### GOALS
1. Retype the passage of the paper summary from "It develops a" to "energy dissipation properties.".
2. In the paper summary, what does the scheme accurately capture in PME?

# On Lagrangian schemes for porous medium type generalized diffusion   equations: a discrete energetic variational approach

**Authors:** Chun Liu, Yiwei Wang

arXiv: 1905.12225 · 2020-07-15

## TL;DR

This paper introduces a systematic Lagrangian scheme for porous medium equations using a discrete energetic variational approach, ensuring properties like energy dissipation and mass conservation, and demonstrates its effectiveness through numerical experiments.

## Contribution

It develops a novel framework for deriving energy-dissipative Lagrangian schemes for generalized diffusion equations, applicable to multidimensional porous medium equations.

## Key findings

- The scheme accurately captures free boundaries in PME.
- It effectively estimates waiting times in simulations.
- Numerical results confirm the scheme's stability and energy dissipation properties.

### DATASET RECORDS
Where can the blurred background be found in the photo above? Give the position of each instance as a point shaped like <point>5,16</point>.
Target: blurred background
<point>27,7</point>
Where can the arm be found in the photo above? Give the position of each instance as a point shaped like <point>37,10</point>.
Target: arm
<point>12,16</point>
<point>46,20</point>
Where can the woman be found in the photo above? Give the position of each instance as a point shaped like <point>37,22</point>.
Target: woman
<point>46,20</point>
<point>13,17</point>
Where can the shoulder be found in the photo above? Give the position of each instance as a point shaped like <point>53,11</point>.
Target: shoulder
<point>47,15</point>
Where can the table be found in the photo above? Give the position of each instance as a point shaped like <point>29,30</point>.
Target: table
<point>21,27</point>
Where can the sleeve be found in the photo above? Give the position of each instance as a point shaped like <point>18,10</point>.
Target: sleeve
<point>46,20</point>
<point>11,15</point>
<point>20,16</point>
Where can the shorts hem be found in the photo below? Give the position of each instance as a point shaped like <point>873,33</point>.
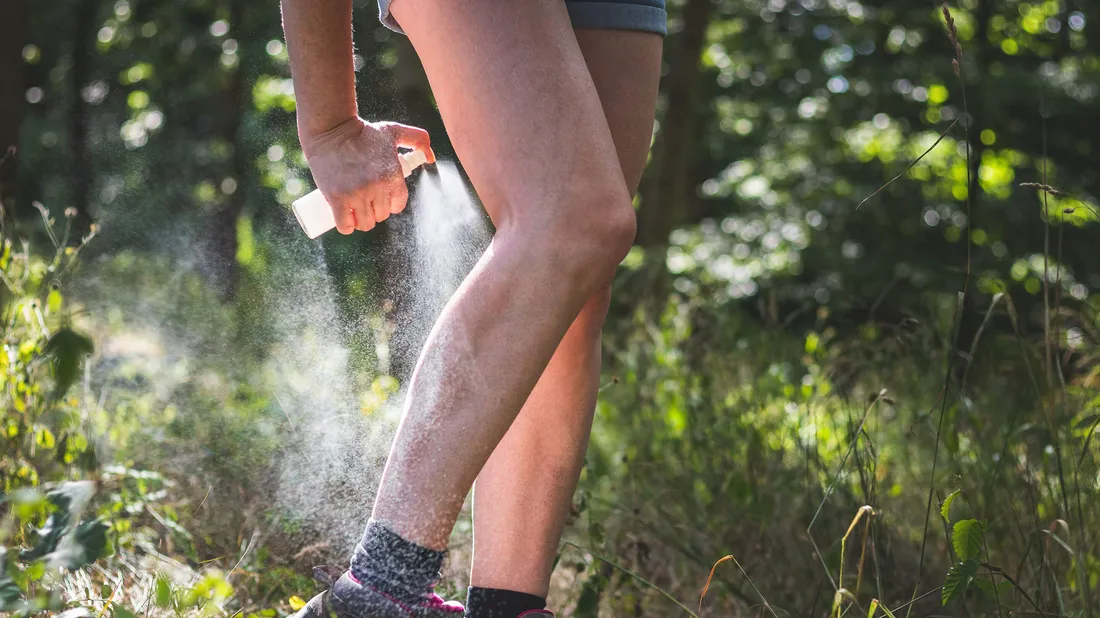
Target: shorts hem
<point>618,15</point>
<point>605,15</point>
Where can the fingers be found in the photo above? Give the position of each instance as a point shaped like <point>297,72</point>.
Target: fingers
<point>343,214</point>
<point>398,197</point>
<point>365,210</point>
<point>411,138</point>
<point>354,213</point>
<point>382,202</point>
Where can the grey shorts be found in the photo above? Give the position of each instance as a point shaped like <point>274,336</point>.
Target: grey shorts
<point>646,15</point>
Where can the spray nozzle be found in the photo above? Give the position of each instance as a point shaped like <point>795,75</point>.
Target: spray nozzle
<point>314,212</point>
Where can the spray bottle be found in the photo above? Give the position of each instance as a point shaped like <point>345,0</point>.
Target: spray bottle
<point>314,212</point>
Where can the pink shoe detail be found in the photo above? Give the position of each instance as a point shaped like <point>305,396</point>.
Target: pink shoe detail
<point>435,602</point>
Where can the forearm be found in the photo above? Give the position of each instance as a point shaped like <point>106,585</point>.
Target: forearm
<point>318,37</point>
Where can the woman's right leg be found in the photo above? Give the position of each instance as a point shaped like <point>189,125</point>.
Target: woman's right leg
<point>525,118</point>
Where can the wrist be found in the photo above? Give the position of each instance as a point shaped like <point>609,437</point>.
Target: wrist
<point>316,135</point>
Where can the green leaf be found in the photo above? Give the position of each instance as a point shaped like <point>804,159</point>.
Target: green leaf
<point>966,538</point>
<point>945,509</point>
<point>163,593</point>
<point>11,596</point>
<point>587,605</point>
<point>90,537</point>
<point>54,301</point>
<point>958,580</point>
<point>66,349</point>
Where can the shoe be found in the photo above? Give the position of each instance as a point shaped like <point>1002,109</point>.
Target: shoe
<point>350,598</point>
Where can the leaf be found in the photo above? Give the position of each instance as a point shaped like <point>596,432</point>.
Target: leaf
<point>587,605</point>
<point>11,596</point>
<point>90,536</point>
<point>966,538</point>
<point>945,509</point>
<point>958,580</point>
<point>66,349</point>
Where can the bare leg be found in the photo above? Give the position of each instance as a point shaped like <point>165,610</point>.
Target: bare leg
<point>526,120</point>
<point>524,493</point>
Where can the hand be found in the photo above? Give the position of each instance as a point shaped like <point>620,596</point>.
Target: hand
<point>355,166</point>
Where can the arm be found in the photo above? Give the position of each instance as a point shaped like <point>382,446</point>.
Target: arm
<point>318,36</point>
<point>354,163</point>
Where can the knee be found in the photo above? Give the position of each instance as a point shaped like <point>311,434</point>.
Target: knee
<point>585,238</point>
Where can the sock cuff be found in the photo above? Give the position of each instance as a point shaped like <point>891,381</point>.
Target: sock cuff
<point>496,603</point>
<point>385,560</point>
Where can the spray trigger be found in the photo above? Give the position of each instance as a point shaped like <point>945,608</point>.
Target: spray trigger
<point>314,212</point>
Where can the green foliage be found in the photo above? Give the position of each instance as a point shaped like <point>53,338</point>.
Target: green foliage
<point>739,360</point>
<point>966,539</point>
<point>958,580</point>
<point>945,508</point>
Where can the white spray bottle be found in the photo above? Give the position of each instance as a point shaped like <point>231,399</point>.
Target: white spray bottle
<point>314,212</point>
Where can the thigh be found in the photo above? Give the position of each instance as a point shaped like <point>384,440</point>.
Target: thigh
<point>626,68</point>
<point>517,99</point>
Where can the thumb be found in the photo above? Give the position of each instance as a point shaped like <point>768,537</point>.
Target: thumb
<point>411,138</point>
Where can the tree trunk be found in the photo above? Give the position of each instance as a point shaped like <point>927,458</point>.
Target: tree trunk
<point>12,23</point>
<point>223,234</point>
<point>667,186</point>
<point>80,173</point>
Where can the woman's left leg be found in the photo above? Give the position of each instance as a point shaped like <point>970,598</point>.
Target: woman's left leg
<point>524,494</point>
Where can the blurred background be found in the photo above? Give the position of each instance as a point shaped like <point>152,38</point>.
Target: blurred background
<point>866,275</point>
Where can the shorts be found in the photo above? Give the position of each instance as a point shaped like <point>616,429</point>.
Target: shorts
<point>645,15</point>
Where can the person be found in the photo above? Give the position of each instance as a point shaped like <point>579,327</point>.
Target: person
<point>549,106</point>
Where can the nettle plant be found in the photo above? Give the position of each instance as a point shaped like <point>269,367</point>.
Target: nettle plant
<point>45,527</point>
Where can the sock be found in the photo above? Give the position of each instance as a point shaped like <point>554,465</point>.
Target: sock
<point>395,566</point>
<point>494,603</point>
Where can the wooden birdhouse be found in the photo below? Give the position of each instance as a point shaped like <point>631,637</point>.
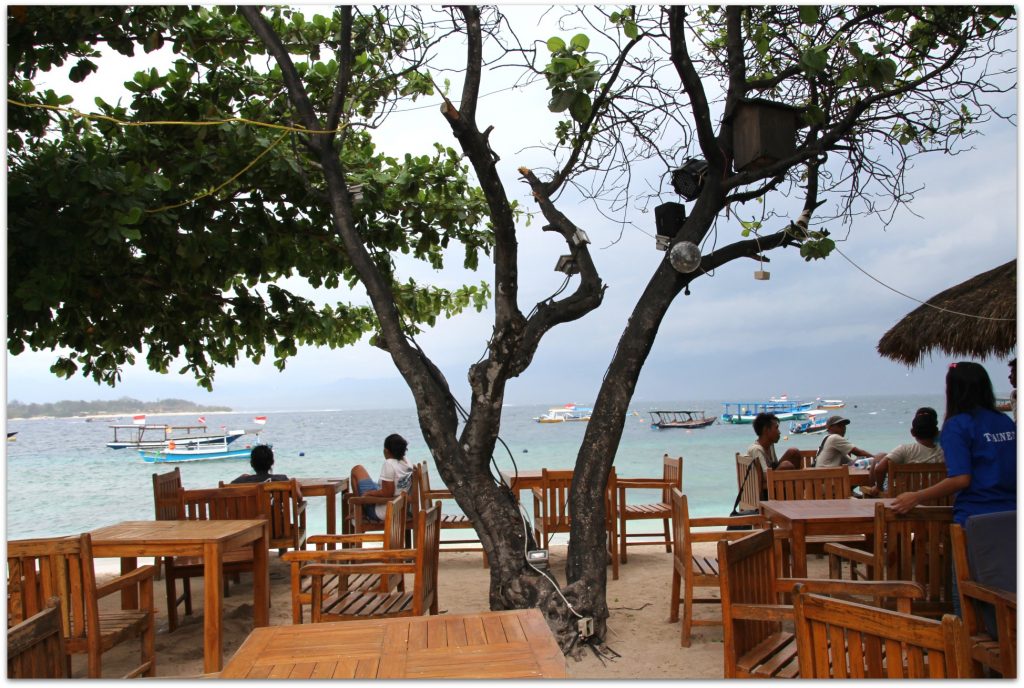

### SOLUTIONS BELOW
1.
It develops a novel framework for deriving energy-dissipative Lagrangian schemes for generalized diffusion equations, applicable to multidimensional porous medium equations.

## Key findings

- The scheme accurately captures free boundaries in PME.
- It effectively estimates waiting times in simulations.
- Numerical results confirm the scheme's stability and energy dissipation properties.

2. Free boundaries.